What the exercise asks: Make an exact copy of the records, and keep the pictures out of it.

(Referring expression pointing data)
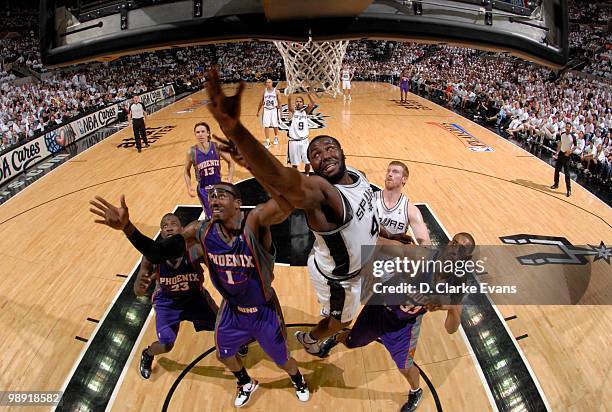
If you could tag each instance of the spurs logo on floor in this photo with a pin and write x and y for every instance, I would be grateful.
(315, 120)
(470, 141)
(119, 125)
(412, 105)
(194, 105)
(570, 254)
(153, 135)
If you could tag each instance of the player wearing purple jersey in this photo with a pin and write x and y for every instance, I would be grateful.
(179, 296)
(240, 255)
(398, 326)
(404, 79)
(206, 161)
(338, 204)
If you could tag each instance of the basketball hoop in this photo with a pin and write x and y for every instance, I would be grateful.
(313, 66)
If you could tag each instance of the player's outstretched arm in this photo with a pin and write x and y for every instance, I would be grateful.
(301, 192)
(230, 166)
(118, 218)
(311, 103)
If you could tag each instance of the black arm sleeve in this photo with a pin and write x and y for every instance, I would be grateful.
(157, 252)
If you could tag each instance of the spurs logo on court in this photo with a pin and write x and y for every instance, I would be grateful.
(412, 105)
(470, 141)
(570, 254)
(153, 135)
(315, 120)
(194, 105)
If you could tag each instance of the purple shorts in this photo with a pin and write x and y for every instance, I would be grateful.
(398, 336)
(237, 326)
(201, 310)
(203, 195)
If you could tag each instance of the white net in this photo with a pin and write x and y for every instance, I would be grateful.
(313, 66)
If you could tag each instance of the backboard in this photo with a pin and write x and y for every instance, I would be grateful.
(84, 30)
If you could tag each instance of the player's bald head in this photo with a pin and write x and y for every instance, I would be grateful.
(170, 217)
(227, 187)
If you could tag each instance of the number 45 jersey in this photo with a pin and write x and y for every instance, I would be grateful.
(338, 253)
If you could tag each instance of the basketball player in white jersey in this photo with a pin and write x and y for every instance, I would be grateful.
(298, 132)
(338, 203)
(395, 212)
(270, 100)
(347, 76)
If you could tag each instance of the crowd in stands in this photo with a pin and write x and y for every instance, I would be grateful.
(521, 100)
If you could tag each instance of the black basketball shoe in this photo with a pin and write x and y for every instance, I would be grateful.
(146, 362)
(414, 398)
(244, 350)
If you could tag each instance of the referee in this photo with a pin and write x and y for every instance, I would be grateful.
(564, 151)
(136, 116)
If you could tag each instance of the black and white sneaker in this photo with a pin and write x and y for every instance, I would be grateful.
(146, 362)
(326, 346)
(301, 391)
(245, 392)
(312, 348)
(244, 350)
(414, 399)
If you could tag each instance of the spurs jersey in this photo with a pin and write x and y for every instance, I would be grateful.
(270, 100)
(395, 219)
(298, 130)
(337, 253)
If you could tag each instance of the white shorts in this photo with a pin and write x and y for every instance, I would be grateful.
(340, 299)
(270, 118)
(297, 152)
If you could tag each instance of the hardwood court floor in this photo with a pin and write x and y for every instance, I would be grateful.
(59, 268)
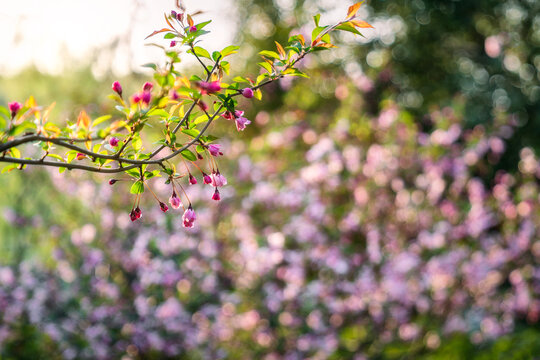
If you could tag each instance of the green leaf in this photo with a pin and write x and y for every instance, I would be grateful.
(101, 119)
(200, 119)
(199, 51)
(317, 18)
(150, 65)
(5, 112)
(57, 157)
(137, 187)
(229, 50)
(266, 66)
(158, 112)
(191, 132)
(15, 153)
(348, 27)
(136, 143)
(269, 53)
(187, 154)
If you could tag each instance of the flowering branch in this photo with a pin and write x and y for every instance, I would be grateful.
(104, 142)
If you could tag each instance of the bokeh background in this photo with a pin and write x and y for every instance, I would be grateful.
(386, 208)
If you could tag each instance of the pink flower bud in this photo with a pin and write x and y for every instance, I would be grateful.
(146, 97)
(241, 123)
(14, 108)
(214, 87)
(189, 217)
(113, 141)
(227, 115)
(247, 93)
(148, 86)
(216, 195)
(214, 149)
(173, 94)
(136, 98)
(117, 88)
(174, 201)
(163, 207)
(218, 180)
(135, 214)
(202, 105)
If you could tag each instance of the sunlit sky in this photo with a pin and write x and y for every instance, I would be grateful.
(52, 33)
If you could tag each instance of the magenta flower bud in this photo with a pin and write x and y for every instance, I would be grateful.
(146, 97)
(247, 93)
(189, 217)
(202, 105)
(216, 195)
(14, 108)
(214, 87)
(241, 123)
(113, 141)
(174, 201)
(214, 149)
(227, 115)
(117, 88)
(148, 86)
(218, 180)
(138, 212)
(173, 94)
(136, 98)
(163, 207)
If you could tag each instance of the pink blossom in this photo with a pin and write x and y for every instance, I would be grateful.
(136, 98)
(117, 88)
(189, 217)
(247, 93)
(215, 149)
(163, 207)
(173, 94)
(14, 108)
(241, 123)
(148, 86)
(218, 180)
(113, 141)
(174, 200)
(227, 115)
(146, 97)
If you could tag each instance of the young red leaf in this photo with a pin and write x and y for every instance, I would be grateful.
(157, 32)
(353, 9)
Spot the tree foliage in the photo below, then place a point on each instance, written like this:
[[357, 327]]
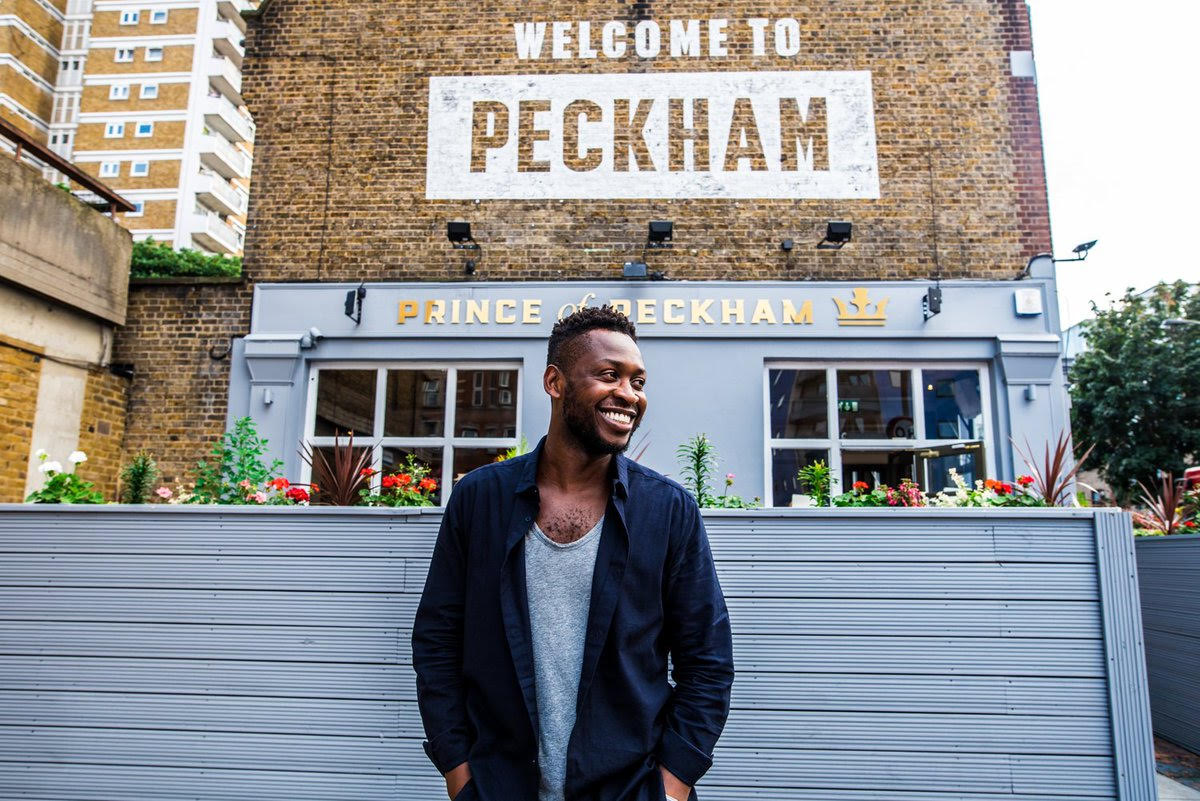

Answer to this problem:
If you could tag each instance of the spurs logo on floor in this photo with a pin and write x and y for every instance, I would be grateful.
(315, 120)
(470, 141)
(119, 125)
(412, 105)
(194, 105)
(570, 254)
(153, 135)
If you could tag each instance of the player wearing purple jersey in this photo with a pin and write x and y for every instance, I would be grateful.
(179, 296)
(240, 255)
(398, 326)
(404, 79)
(206, 161)
(338, 204)
If you could tag each instance of the basketball hoop in this photo with a pin and write x and y for every instance, I would be grateful.
(313, 66)
If you could tag each instance of the player's outstretched arm in this photo with a pin and write x and y for every instance, I would be grateful.
(301, 192)
(230, 166)
(118, 218)
(311, 103)
If you could tag each instance of the black arm sleeve in this photo with a pin and write x and y for every instance, I would be grateful.
(157, 252)
If you could tag each instance of the spurs logo on court in this photo with a pin and write x and y for every instance, I would be grateful.
(412, 105)
(470, 141)
(570, 254)
(153, 135)
(315, 120)
(194, 105)
If you could tag each instance of the purple shorts in this photo with a pin and write x and y for every instance, I would be grateful.
(398, 336)
(237, 326)
(201, 310)
(203, 195)
If you could tag each instance of the white net in this photo with a pin and write x and y for every instance, I would be grateful.
(313, 66)
If you could tag each instance of the backboard in this photo with a pin and write x and y for every instance, I would be grateful.
(84, 30)
If you could tag each instance of the player's bald head in this photo with a pin and write x and y for every instance, I would be grateful.
(170, 217)
(227, 187)
If you could tag each instance of the number 45 jersey in this photo with a pin and write x and y for every instance, I would be grateful.
(338, 253)
If you could tag each instance of the basketball player in white jersey in this photo with a pin and write x and y for every instance, I would be grateful.
(298, 132)
(338, 203)
(395, 212)
(270, 100)
(347, 76)
If you could tag each instance of the crowd in stands in this photo with a pin and write x and y for every instance, I would be grateful.
(521, 100)
If you could tag each instance of the black basketball shoe in this photo with a pin and write x and y for every instance, I would be grateful.
(146, 362)
(414, 398)
(244, 350)
If you could tag each instance of the referee in this photo with a pin and write x and y for every instance, I would be grateful.
(564, 151)
(136, 116)
If you could tag each instance of the black and white sneaker in this photo with a pin and write x and y for every instance, I would be grateful.
(146, 362)
(326, 346)
(301, 391)
(245, 392)
(312, 348)
(244, 350)
(414, 399)
If you could tag each instance of the spurs jersey in this photo with a pin and write x and y for every instance, I would be grateful.
(270, 100)
(395, 219)
(298, 130)
(337, 253)
If you could tag each instance of the white shorts in this photo with a pin and write x and y for every instance, I would be grateful.
(340, 299)
(270, 118)
(297, 152)
If you could tag each instance of the hardwood court floor in this photo with a pin and write x and y for every instance, I would be grateful.
(59, 268)
If you could tag each instance of the green leaf in this photo with a pin and write x and y for every instance, I would be grateful.
(101, 119)
(200, 119)
(199, 51)
(317, 18)
(150, 65)
(5, 112)
(57, 157)
(137, 187)
(229, 50)
(266, 66)
(158, 112)
(191, 132)
(15, 153)
(348, 27)
(136, 143)
(269, 53)
(187, 154)
If you could tag each instance of the flowering branch in this photo with a pin and write x and y for every instance, I would be grateful.
(104, 142)
If you could tag each instance of the bokeh background in this photo with a pin and write x and y for every instance, I would be grateful.
(386, 208)
If you could tag each instance of the pink flower bud in this photo with a pin and write x and y for every instance, I would be grateful.
(146, 97)
(241, 123)
(14, 108)
(214, 87)
(189, 217)
(113, 141)
(227, 115)
(247, 93)
(148, 86)
(216, 195)
(214, 149)
(173, 94)
(136, 98)
(117, 88)
(174, 201)
(163, 207)
(218, 180)
(135, 214)
(202, 105)
If you could tag each instance of the sunlit sky in this photo with a pin and write x and y for every instance, I would be grateful.
(52, 33)
If you could tag each instance of the magenta flower bud in this photo with a pin and write x and y for every instance, I would be grateful.
(146, 97)
(247, 93)
(189, 217)
(202, 105)
(216, 195)
(14, 108)
(214, 87)
(241, 123)
(113, 141)
(174, 201)
(214, 149)
(227, 115)
(117, 88)
(148, 86)
(218, 180)
(138, 212)
(173, 94)
(136, 98)
(163, 207)
If you could tag each instance of the pink blossom in this photo with a pin and write x and y for every instance, I would be grateful.
(136, 98)
(117, 88)
(189, 217)
(247, 93)
(215, 149)
(163, 207)
(173, 94)
(14, 108)
(241, 123)
(148, 86)
(218, 180)
(113, 141)
(174, 200)
(227, 115)
(146, 97)
If you could tag each instance of the young red leaf in this photo with a pin and write x and y for every instance, I would be grateful.
(157, 32)
(353, 9)
Spot the tree foliage in the photo below, then place a point on each instance, written like this:
[[357, 327]]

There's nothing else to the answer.